_Exercise aim_: Set down the data again in full, keeping every line exactly as it is.
___ Given information ___
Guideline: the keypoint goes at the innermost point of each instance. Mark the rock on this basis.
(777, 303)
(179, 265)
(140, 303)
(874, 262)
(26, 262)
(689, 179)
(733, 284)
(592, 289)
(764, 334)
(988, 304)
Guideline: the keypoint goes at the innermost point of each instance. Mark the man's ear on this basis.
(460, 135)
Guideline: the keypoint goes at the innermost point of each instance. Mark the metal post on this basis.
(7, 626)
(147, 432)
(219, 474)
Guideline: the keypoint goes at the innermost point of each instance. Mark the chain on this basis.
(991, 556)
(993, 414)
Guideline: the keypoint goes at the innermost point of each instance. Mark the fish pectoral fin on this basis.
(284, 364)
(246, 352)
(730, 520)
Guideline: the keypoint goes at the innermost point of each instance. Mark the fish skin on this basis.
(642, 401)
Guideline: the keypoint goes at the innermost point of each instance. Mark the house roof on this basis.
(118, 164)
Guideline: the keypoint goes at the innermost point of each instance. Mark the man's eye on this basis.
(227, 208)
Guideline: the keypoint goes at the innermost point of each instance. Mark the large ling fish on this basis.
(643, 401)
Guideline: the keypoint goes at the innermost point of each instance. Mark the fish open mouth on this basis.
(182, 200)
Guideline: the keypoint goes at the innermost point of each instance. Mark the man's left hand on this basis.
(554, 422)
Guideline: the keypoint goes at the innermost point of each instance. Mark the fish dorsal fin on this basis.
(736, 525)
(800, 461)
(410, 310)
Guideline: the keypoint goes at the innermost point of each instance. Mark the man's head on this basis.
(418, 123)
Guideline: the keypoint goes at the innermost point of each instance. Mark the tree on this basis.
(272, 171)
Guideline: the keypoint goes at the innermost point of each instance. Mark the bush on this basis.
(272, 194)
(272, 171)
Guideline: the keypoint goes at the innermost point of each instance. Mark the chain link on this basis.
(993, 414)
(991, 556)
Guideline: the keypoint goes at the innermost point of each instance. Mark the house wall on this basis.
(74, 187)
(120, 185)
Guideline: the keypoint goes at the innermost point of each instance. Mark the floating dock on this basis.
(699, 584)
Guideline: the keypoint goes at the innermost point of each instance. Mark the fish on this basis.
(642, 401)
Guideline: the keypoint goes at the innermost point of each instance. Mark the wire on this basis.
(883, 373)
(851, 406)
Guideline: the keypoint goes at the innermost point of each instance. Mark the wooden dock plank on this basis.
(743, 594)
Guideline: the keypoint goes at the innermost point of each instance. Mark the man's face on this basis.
___
_Answer space_:
Guideline: the keypoint goes at the innermost point of each instance. Mark the rock on this basis.
(777, 303)
(179, 265)
(140, 303)
(874, 262)
(26, 262)
(689, 179)
(733, 284)
(592, 289)
(764, 334)
(988, 304)
Guideline: the keypoint goes at the innermost point of each instance. Mark the man's ear on this basis.
(460, 135)
Guideline: the keypoint goes at the innermost point of each instance. Mark the metal post on this basis.
(7, 626)
(147, 432)
(219, 474)
Guideline: the keypoint goes at the innermost point of each instance. Mark the chain on this basis.
(991, 556)
(993, 414)
Guideline: the keypoint goes at the innermost point of each instance. Mark the fish pectoral fin on this basis.
(284, 364)
(246, 352)
(730, 520)
Guideline: the keypoint goes at the innermost point of each instance. Mark the fish skin on this basis.
(642, 401)
Guideline: the keypoint goes at the innermost point of each instance. Mark the house roof on this basis.
(118, 164)
Guideline: the keypoint goes at the innermost point of each instance. Mark the man's eye on this basis.
(227, 208)
Guideline: the keypoint goes at the innermost point of each instance. Mark the large ling fish on this basis.
(643, 401)
Guideline: the keypoint goes at the innermost point of each instance. Mark the fish open mouth on this basis.
(182, 200)
Guideline: the keypoint goes at the innermost point of each instance. Mark the man's left hand on this basis.
(554, 422)
Guideline: the keypoint goes at the innermost point of each instance. Mark the fish dorsal fin on this basis.
(736, 525)
(800, 461)
(410, 310)
Guideline: the keypoint goes at the innermost point of each instance. Mark the man's head on this basis.
(418, 123)
Guideline: the keypoint goes at the innermost point of each instance. Mark the tree on this basis.
(272, 171)
Guideline: the keypoint goes at the innermost point of each instance. Mark the bush on this basis.
(272, 194)
(272, 171)
Guideline: the keypoint goes at the innermost point of each instance. Mark the chain link on this basis.
(993, 414)
(991, 556)
Guideline: the keypoint goes at the innermost point of each instance. Mark the house wall on this basis.
(74, 187)
(120, 185)
Guideline: the keypoint goes at the innermost point of each instance. Mark the floating dock on this basis.
(699, 584)
Guideline: the keypoint goes at the innermost point of each instance. Mark the fish on this basis.
(642, 401)
Guideline: the keypoint goes at the innermost point of each instance. Mark the wire on this basis.
(883, 373)
(851, 406)
Guideline: the keypoint goes at the innermost point of each instance. Mark the wooden dock plank on this basis.
(743, 594)
Guideline: the keypoint goes at the innermost point of each instance. Mark the man's face on this basis.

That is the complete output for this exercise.